_Your task:_
Everything from the line with "Indicate the clear" to the end of the data should be restated word for word, and nothing before it.
════════════════
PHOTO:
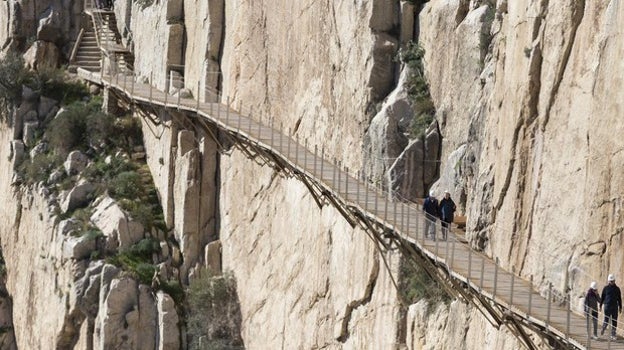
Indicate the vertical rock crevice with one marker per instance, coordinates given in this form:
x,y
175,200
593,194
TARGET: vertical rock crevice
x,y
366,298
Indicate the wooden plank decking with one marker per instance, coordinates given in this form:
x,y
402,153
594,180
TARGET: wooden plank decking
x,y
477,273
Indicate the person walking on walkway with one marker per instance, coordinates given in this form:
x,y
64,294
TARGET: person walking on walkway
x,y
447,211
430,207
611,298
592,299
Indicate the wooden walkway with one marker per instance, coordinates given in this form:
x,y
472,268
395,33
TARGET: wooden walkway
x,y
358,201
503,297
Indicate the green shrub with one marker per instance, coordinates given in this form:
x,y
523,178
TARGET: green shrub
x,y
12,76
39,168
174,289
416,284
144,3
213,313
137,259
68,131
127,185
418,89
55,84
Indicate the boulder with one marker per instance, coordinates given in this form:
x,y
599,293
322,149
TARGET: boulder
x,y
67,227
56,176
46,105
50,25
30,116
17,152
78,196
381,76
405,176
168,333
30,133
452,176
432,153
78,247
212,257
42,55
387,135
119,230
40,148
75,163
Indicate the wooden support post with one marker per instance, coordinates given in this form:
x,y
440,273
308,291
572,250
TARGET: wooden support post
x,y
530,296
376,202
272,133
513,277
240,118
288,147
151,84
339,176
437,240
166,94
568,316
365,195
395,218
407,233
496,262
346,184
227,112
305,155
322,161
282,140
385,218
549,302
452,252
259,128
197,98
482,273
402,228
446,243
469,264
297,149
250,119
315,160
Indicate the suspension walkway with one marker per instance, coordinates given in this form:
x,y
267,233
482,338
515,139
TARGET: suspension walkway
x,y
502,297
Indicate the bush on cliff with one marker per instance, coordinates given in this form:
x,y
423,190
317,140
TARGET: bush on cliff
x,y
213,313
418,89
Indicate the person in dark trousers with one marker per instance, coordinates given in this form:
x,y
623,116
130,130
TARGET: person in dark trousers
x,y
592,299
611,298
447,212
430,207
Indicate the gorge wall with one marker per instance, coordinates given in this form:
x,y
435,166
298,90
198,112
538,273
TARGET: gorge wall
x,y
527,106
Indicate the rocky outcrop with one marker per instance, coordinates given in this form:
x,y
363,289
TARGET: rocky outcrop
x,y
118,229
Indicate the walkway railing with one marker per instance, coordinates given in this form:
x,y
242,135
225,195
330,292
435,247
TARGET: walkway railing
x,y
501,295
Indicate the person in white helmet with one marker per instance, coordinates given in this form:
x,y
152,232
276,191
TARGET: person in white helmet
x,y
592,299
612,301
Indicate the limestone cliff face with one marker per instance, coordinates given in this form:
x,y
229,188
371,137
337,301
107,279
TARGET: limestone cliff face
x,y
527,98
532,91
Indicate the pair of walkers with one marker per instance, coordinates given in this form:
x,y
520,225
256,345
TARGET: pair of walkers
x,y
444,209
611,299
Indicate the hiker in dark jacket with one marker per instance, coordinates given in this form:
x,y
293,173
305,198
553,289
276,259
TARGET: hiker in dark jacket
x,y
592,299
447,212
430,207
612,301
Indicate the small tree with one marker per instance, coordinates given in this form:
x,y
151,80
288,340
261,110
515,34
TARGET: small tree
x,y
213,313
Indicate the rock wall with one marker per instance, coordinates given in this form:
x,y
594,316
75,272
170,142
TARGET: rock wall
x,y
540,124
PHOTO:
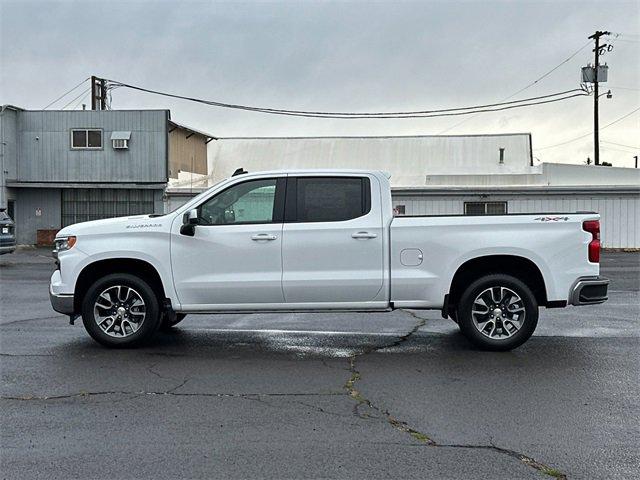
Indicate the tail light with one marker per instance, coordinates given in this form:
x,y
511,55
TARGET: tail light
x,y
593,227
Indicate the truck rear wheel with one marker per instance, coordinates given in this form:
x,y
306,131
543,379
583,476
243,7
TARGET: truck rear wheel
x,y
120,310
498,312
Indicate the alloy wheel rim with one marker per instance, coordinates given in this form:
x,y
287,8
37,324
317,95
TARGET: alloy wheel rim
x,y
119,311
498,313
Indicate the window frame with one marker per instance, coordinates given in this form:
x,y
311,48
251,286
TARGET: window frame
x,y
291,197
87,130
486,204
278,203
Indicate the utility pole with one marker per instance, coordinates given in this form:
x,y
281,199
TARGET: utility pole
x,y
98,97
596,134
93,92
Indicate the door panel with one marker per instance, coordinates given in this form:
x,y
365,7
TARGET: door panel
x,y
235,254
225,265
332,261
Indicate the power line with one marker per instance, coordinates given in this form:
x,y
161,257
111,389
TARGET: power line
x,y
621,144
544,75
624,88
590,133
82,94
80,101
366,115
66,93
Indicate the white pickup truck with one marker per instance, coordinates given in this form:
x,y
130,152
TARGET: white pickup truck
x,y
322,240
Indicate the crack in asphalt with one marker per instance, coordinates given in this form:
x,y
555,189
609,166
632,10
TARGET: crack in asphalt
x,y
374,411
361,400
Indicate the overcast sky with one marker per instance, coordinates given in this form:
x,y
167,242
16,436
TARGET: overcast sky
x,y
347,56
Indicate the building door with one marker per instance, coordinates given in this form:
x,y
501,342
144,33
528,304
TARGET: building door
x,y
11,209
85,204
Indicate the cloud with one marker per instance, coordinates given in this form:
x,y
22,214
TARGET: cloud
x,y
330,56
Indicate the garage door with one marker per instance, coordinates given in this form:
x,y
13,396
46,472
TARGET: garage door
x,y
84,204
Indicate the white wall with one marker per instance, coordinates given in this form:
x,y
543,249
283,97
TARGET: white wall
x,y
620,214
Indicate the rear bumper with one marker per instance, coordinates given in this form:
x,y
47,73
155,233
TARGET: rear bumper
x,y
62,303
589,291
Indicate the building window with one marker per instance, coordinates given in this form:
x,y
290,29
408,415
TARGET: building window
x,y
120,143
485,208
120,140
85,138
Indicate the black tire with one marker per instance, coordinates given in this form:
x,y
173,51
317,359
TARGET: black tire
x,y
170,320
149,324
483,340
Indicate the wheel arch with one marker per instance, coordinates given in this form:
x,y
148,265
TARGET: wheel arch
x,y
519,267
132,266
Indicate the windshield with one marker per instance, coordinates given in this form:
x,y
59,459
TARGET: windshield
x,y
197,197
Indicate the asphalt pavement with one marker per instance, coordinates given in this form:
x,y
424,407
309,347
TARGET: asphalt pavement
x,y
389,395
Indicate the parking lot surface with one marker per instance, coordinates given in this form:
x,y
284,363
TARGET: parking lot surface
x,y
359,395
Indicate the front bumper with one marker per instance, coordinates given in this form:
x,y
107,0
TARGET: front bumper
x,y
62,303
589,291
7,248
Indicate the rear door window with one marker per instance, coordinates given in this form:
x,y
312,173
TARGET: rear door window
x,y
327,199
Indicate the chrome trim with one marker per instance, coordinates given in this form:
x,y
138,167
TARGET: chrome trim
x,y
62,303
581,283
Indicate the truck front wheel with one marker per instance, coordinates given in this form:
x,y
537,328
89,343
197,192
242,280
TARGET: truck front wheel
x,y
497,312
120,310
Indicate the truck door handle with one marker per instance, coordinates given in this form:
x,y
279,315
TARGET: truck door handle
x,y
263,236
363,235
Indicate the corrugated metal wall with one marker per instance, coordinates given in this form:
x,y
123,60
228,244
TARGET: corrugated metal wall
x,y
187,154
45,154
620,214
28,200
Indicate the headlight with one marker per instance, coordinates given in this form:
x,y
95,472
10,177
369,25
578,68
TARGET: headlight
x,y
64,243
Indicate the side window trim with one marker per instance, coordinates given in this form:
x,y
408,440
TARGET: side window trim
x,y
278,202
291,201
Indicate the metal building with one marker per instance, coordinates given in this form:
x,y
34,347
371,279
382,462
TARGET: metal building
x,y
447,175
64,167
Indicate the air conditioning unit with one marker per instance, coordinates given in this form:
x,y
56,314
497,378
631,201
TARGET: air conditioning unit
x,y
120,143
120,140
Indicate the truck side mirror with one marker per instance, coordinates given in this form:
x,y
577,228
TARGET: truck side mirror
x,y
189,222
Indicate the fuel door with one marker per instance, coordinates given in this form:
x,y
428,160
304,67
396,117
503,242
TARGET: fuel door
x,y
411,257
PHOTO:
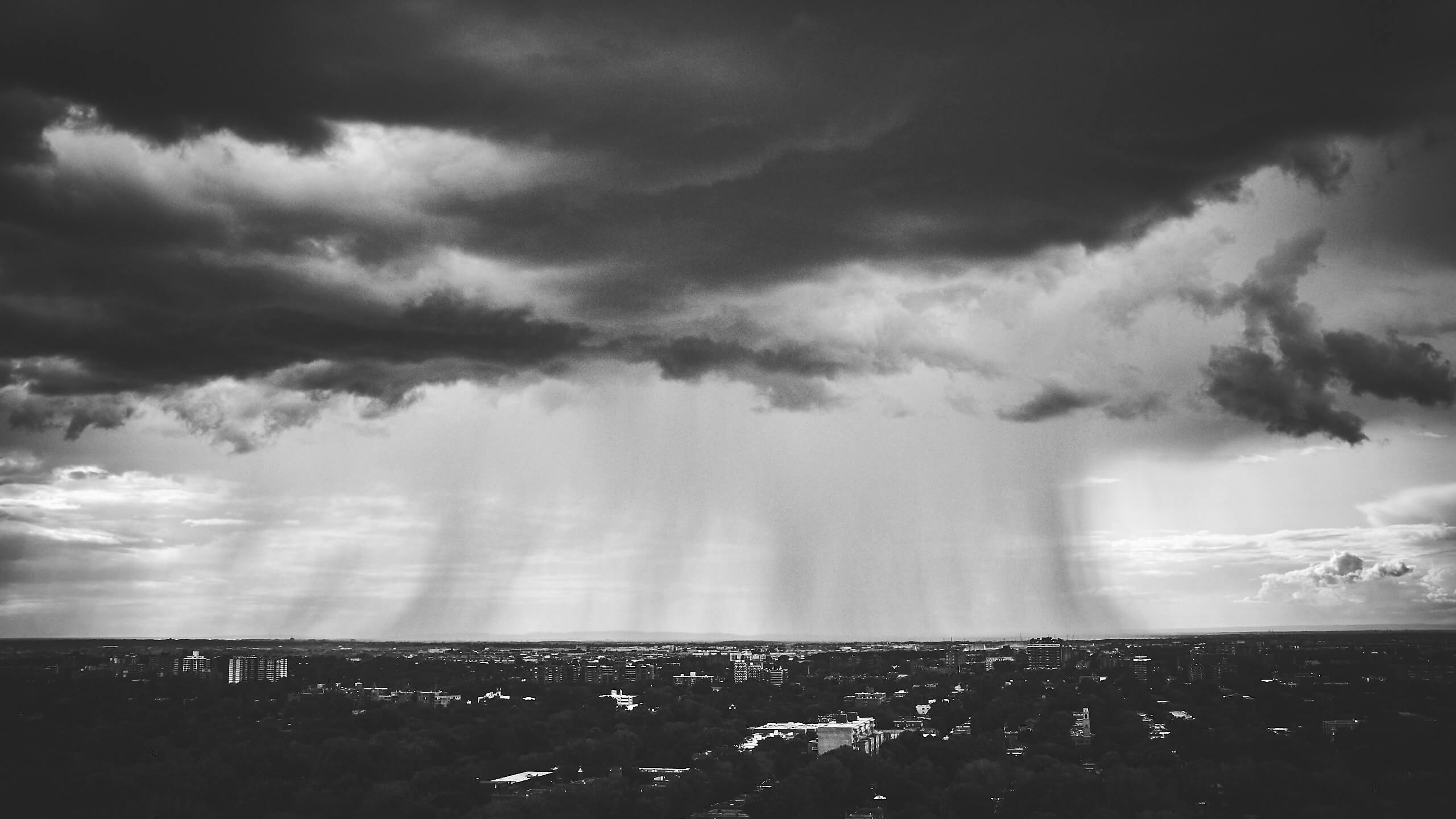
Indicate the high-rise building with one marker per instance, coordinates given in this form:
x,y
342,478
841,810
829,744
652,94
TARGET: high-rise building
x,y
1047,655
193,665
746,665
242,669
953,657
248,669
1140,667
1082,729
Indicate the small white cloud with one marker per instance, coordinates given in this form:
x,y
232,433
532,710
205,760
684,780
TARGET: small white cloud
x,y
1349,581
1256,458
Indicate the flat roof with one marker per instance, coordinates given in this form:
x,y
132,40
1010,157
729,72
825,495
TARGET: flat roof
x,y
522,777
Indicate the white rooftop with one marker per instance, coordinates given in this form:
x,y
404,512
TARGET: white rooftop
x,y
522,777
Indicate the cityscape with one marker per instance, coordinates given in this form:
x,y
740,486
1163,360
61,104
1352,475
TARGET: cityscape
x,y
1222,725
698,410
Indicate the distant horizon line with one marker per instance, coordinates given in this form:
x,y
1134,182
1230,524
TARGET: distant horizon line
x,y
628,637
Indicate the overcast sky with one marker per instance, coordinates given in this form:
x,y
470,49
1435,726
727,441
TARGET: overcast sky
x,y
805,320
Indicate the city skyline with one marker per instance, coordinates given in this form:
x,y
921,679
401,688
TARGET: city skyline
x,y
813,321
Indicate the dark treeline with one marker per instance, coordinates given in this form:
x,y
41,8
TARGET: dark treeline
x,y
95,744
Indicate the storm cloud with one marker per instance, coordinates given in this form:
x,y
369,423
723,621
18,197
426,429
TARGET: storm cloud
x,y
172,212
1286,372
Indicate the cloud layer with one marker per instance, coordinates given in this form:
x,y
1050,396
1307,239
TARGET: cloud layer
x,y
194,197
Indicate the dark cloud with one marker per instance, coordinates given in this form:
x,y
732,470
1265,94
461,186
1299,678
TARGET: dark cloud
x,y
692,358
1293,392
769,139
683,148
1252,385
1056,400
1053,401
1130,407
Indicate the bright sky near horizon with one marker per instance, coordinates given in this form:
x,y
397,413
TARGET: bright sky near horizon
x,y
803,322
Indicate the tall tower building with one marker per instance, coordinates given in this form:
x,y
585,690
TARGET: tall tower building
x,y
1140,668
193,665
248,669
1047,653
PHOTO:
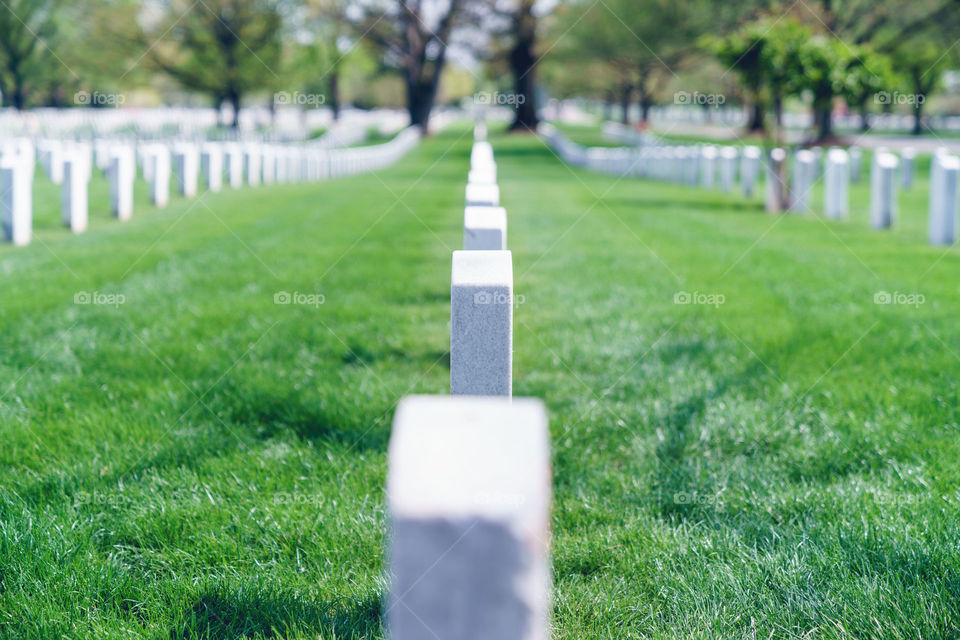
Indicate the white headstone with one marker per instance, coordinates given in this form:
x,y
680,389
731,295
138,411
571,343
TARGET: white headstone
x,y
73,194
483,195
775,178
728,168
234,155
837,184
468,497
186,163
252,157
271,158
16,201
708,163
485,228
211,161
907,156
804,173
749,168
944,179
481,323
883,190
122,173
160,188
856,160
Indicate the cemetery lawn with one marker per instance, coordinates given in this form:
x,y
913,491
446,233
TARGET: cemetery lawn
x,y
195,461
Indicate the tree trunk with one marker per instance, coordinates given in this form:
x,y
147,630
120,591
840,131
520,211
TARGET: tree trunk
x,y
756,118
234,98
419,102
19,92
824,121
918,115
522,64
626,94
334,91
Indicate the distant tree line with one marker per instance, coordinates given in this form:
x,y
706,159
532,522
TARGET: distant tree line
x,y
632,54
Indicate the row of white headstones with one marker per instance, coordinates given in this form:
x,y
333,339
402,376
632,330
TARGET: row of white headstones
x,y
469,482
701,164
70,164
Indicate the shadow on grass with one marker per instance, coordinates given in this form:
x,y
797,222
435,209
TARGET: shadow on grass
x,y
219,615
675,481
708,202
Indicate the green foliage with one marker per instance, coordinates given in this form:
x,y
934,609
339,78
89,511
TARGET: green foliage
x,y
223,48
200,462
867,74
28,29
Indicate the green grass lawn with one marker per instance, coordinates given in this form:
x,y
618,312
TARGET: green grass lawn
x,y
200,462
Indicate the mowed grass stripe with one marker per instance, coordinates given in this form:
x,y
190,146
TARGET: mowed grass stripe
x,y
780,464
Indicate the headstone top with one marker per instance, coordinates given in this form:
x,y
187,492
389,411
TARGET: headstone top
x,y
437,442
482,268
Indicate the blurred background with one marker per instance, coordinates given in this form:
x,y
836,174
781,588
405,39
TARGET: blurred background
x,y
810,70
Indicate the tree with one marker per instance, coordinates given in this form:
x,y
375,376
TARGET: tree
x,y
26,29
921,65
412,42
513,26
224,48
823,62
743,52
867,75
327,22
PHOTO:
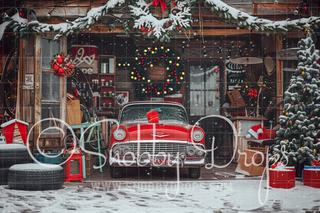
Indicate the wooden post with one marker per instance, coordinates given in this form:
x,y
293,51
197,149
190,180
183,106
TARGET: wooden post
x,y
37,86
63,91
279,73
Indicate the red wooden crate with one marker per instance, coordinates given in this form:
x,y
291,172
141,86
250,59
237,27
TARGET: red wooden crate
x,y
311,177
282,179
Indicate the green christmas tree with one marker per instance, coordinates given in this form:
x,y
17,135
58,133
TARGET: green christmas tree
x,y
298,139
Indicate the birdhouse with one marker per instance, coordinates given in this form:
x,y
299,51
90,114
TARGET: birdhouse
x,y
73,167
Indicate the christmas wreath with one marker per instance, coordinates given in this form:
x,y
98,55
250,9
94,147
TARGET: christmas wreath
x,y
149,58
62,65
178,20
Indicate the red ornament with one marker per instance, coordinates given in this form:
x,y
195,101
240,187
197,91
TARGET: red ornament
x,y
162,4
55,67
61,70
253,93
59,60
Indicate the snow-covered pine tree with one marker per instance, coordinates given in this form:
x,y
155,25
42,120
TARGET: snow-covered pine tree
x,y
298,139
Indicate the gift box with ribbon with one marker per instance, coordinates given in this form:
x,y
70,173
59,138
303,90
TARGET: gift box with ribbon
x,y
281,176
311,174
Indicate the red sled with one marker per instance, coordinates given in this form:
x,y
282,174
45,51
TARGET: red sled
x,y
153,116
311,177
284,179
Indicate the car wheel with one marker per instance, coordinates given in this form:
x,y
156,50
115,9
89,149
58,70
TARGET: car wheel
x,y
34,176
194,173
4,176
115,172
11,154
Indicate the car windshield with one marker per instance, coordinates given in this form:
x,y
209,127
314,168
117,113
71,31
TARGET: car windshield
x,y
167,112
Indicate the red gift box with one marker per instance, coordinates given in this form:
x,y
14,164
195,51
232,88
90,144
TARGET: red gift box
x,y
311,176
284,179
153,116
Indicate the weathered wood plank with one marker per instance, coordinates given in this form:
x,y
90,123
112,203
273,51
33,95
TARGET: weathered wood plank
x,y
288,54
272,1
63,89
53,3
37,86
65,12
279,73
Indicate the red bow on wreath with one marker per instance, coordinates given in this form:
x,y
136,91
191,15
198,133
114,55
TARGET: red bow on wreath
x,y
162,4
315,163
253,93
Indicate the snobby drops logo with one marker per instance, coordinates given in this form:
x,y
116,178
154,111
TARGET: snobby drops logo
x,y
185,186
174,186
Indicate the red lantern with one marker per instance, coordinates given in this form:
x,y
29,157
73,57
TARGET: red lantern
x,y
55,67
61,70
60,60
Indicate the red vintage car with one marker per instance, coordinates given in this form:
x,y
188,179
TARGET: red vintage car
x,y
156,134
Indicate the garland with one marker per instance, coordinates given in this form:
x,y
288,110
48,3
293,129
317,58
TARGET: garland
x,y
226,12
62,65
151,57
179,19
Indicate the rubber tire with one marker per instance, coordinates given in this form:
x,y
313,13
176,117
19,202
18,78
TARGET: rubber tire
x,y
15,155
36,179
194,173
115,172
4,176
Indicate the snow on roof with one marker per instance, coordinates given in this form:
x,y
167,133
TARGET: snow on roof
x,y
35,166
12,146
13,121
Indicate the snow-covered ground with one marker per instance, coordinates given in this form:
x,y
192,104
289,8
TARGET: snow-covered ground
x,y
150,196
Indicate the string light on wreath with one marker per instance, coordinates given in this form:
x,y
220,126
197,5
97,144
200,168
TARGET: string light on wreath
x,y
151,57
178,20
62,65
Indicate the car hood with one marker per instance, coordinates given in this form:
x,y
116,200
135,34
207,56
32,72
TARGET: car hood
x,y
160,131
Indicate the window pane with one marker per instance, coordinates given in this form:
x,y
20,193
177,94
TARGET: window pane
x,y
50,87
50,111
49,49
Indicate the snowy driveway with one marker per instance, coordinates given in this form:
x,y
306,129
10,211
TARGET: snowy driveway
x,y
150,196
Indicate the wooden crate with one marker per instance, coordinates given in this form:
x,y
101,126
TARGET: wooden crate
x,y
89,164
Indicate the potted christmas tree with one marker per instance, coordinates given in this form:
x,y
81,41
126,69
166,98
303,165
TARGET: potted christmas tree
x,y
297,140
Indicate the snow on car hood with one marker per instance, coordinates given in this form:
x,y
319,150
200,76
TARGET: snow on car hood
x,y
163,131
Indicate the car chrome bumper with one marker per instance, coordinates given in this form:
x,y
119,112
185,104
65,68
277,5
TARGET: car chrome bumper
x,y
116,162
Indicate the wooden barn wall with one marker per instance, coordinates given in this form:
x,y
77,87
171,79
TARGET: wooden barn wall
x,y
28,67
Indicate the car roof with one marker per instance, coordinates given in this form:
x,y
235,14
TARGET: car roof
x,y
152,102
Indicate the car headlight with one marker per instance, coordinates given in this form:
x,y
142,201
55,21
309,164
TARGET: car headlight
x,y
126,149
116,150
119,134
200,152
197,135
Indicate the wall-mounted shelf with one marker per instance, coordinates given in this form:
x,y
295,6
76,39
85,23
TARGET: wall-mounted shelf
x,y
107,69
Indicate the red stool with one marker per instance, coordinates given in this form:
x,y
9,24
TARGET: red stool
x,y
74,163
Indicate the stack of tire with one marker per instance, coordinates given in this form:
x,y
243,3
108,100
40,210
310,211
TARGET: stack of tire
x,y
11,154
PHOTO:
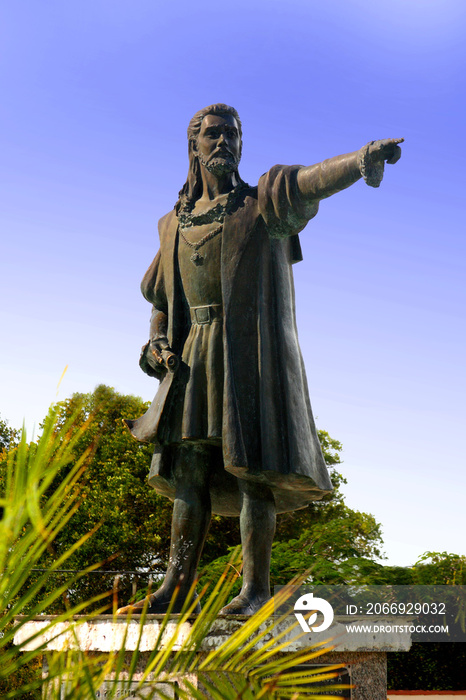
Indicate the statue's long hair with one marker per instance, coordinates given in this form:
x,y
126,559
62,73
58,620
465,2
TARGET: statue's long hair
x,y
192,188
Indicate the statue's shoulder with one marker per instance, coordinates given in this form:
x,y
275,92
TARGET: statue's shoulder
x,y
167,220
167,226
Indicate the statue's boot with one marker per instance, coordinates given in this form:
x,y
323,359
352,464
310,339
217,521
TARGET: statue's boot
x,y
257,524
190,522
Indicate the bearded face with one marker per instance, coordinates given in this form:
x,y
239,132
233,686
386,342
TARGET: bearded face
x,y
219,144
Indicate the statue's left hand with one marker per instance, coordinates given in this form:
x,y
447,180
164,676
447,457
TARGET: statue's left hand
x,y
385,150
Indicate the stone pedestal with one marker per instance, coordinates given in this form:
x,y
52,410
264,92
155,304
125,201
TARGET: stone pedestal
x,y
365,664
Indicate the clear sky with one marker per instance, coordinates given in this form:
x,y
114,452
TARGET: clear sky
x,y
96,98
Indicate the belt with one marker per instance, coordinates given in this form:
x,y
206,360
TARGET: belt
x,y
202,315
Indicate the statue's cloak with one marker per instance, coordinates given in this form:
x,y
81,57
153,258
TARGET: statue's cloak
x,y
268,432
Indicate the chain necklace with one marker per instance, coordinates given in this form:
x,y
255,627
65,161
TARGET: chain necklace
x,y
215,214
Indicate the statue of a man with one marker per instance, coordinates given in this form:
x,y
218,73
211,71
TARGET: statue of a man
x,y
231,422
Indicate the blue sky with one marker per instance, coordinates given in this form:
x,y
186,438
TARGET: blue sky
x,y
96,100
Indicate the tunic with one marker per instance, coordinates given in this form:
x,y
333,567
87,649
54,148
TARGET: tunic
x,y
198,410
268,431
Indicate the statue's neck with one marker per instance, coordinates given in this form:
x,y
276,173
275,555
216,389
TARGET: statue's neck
════════════════
_Response to the exercise:_
Indicate the clear sky with one marker per instance, coordinates given in this form:
x,y
114,452
TARGET: clear sky
x,y
96,98
Indicate the belt with one marker per instance, coordinates given in this form:
x,y
206,360
TARGET: belt
x,y
202,315
Indicate the statue's cloak with one marker per instance, coordinates given in this form:
x,y
81,57
153,258
TARGET: statue's cloak
x,y
268,432
Indicate the chain necklace with one marker per instance, coordinates given in this form:
x,y
255,627
65,161
TARGET: chain necklace
x,y
215,214
Indicate the statue of a man with one marker per instance, coordinates given in this form:
x,y
218,73
211,71
TARGET: statue of a man
x,y
231,422
Indicate the blue sky with one marker per instance, coordinates given in this form:
x,y
186,438
TARGET: blue sky
x,y
96,100
Indicate the tunic with one marker per instance, coordinates given in this form:
x,y
333,567
87,649
54,148
TARGET: tunic
x,y
198,410
268,431
Indicate the statue's neck with one marker per instance, coordinates given in this form:
x,y
276,173
275,555
216,389
TARGET: statue's neck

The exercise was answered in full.